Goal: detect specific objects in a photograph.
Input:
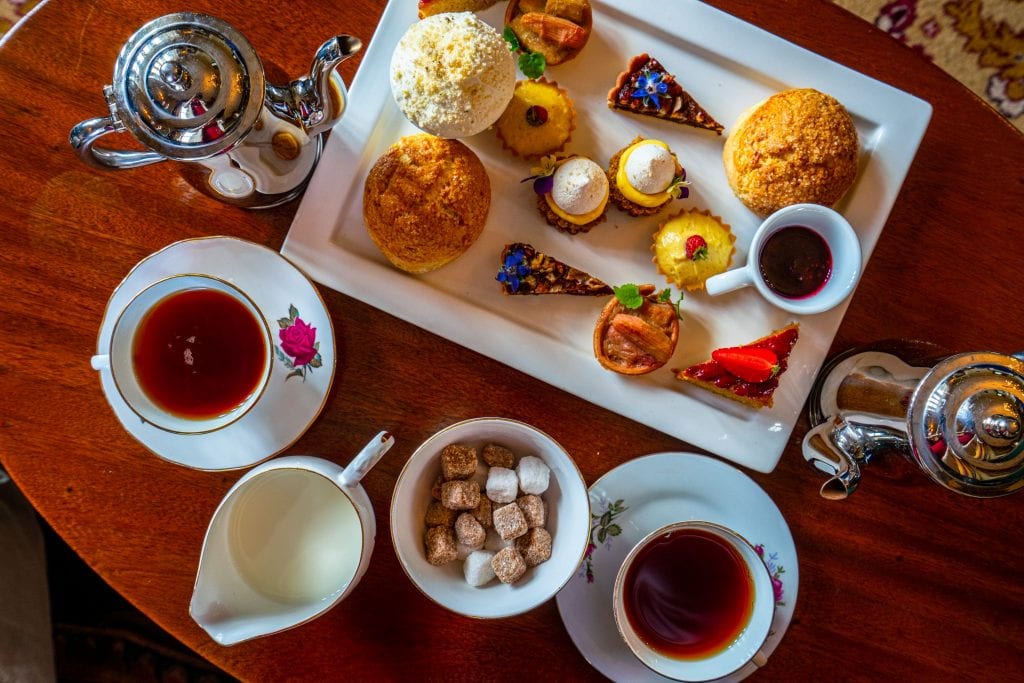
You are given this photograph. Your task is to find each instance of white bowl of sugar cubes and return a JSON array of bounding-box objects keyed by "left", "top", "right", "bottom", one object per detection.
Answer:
[{"left": 390, "top": 417, "right": 591, "bottom": 618}]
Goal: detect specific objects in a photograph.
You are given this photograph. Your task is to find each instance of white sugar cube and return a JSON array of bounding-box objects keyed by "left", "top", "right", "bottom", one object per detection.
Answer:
[
  {"left": 486, "top": 466, "right": 519, "bottom": 503},
  {"left": 516, "top": 456, "right": 550, "bottom": 495},
  {"left": 464, "top": 550, "right": 497, "bottom": 587}
]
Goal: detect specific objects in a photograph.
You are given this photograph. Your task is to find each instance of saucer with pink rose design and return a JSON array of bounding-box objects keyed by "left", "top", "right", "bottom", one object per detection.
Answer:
[
  {"left": 94, "top": 236, "right": 335, "bottom": 470},
  {"left": 556, "top": 453, "right": 798, "bottom": 682}
]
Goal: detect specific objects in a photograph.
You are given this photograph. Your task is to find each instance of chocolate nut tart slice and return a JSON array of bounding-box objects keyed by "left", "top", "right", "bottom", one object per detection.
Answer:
[
  {"left": 608, "top": 53, "right": 723, "bottom": 135},
  {"left": 497, "top": 243, "right": 613, "bottom": 295}
]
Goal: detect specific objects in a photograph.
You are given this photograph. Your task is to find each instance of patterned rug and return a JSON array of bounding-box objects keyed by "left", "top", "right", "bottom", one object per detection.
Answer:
[{"left": 2, "top": 0, "right": 1020, "bottom": 131}]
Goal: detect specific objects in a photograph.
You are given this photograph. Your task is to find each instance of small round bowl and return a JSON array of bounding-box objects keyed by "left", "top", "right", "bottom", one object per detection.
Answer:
[{"left": 390, "top": 417, "right": 591, "bottom": 618}]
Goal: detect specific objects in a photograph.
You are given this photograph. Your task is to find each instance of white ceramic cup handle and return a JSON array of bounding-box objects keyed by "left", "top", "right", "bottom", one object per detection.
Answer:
[
  {"left": 752, "top": 650, "right": 769, "bottom": 667},
  {"left": 339, "top": 431, "right": 395, "bottom": 488},
  {"left": 705, "top": 266, "right": 755, "bottom": 296},
  {"left": 90, "top": 354, "right": 110, "bottom": 371}
]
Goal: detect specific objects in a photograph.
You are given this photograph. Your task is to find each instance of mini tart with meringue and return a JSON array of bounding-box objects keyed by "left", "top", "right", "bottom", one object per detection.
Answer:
[
  {"left": 608, "top": 136, "right": 686, "bottom": 216},
  {"left": 652, "top": 208, "right": 735, "bottom": 291},
  {"left": 534, "top": 156, "right": 609, "bottom": 234},
  {"left": 494, "top": 79, "right": 576, "bottom": 159}
]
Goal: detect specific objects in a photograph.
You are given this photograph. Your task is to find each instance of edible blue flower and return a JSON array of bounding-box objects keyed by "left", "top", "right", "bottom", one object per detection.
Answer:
[
  {"left": 496, "top": 247, "right": 531, "bottom": 292},
  {"left": 631, "top": 69, "right": 668, "bottom": 109}
]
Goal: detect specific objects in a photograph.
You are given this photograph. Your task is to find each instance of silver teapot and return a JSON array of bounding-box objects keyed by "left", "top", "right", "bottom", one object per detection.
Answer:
[
  {"left": 69, "top": 13, "right": 361, "bottom": 208},
  {"left": 803, "top": 349, "right": 1024, "bottom": 500}
]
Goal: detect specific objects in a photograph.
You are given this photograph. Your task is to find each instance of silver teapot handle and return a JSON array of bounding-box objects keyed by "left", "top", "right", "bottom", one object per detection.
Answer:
[{"left": 69, "top": 116, "right": 165, "bottom": 170}]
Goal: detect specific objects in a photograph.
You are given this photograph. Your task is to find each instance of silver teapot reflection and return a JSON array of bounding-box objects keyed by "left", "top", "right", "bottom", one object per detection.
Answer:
[
  {"left": 803, "top": 349, "right": 1024, "bottom": 500},
  {"left": 69, "top": 13, "right": 361, "bottom": 208}
]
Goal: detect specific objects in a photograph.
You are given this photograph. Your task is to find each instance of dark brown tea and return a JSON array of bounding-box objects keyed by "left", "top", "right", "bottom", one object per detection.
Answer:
[
  {"left": 759, "top": 225, "right": 832, "bottom": 299},
  {"left": 132, "top": 288, "right": 267, "bottom": 420},
  {"left": 623, "top": 528, "right": 754, "bottom": 660}
]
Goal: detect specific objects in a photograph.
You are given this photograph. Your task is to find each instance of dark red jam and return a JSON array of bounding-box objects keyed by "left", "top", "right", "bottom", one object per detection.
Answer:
[
  {"left": 623, "top": 528, "right": 754, "bottom": 660},
  {"left": 758, "top": 225, "right": 832, "bottom": 299}
]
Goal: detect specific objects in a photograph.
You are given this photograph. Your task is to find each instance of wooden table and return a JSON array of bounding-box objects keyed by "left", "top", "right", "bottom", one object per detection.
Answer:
[{"left": 1, "top": 0, "right": 1022, "bottom": 680}]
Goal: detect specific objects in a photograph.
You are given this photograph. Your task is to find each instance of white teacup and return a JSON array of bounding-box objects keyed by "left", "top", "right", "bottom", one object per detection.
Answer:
[
  {"left": 705, "top": 204, "right": 862, "bottom": 315},
  {"left": 90, "top": 274, "right": 272, "bottom": 434},
  {"left": 613, "top": 520, "right": 775, "bottom": 682},
  {"left": 190, "top": 431, "right": 394, "bottom": 646}
]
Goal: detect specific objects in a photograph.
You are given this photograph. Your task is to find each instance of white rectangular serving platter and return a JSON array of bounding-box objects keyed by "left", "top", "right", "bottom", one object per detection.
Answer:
[{"left": 282, "top": 0, "right": 931, "bottom": 473}]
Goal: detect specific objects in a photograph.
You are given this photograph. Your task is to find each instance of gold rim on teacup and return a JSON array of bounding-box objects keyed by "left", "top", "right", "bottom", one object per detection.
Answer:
[
  {"left": 612, "top": 520, "right": 775, "bottom": 682},
  {"left": 95, "top": 273, "right": 273, "bottom": 435}
]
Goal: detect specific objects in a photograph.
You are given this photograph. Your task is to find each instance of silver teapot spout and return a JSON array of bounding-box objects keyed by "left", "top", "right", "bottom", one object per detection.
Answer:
[
  {"left": 265, "top": 35, "right": 362, "bottom": 137},
  {"left": 803, "top": 349, "right": 1024, "bottom": 500},
  {"left": 803, "top": 416, "right": 911, "bottom": 500}
]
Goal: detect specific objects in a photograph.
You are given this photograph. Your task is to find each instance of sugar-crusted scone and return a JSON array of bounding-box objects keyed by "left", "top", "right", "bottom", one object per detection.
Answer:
[
  {"left": 363, "top": 134, "right": 490, "bottom": 273},
  {"left": 723, "top": 88, "right": 859, "bottom": 217},
  {"left": 390, "top": 13, "right": 515, "bottom": 138}
]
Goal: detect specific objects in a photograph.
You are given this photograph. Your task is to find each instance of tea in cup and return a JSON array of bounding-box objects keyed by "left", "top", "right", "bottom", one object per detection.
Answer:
[
  {"left": 190, "top": 432, "right": 394, "bottom": 645},
  {"left": 613, "top": 520, "right": 775, "bottom": 681},
  {"left": 91, "top": 274, "right": 272, "bottom": 434},
  {"left": 705, "top": 204, "right": 862, "bottom": 315}
]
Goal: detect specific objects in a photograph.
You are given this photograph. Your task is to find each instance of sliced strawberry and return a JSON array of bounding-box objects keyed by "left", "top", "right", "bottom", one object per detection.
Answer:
[
  {"left": 685, "top": 235, "right": 708, "bottom": 261},
  {"left": 712, "top": 347, "right": 780, "bottom": 383}
]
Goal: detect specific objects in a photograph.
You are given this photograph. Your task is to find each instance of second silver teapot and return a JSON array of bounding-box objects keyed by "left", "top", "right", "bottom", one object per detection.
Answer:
[
  {"left": 69, "top": 13, "right": 361, "bottom": 208},
  {"left": 803, "top": 348, "right": 1024, "bottom": 500}
]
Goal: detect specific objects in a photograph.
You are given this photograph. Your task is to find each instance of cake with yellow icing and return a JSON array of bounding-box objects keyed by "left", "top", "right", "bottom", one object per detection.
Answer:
[
  {"left": 608, "top": 136, "right": 686, "bottom": 216},
  {"left": 534, "top": 156, "right": 609, "bottom": 234},
  {"left": 494, "top": 79, "right": 576, "bottom": 158},
  {"left": 652, "top": 209, "right": 734, "bottom": 291}
]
++++++++++++++++++++
> **Task statement**
Give again exactly the lines running from the beginning of the material above through the line that contains "of white bowl", and leave out every picture.

> **Written response**
Goal: detect specific objects in a photograph.
Input:
You are given this photograph. Your task is to find each instance of white bowl of sugar cubes and return a JSON array of bounding-box objects keyed by "left", "top", "right", "bottom", one object per detection.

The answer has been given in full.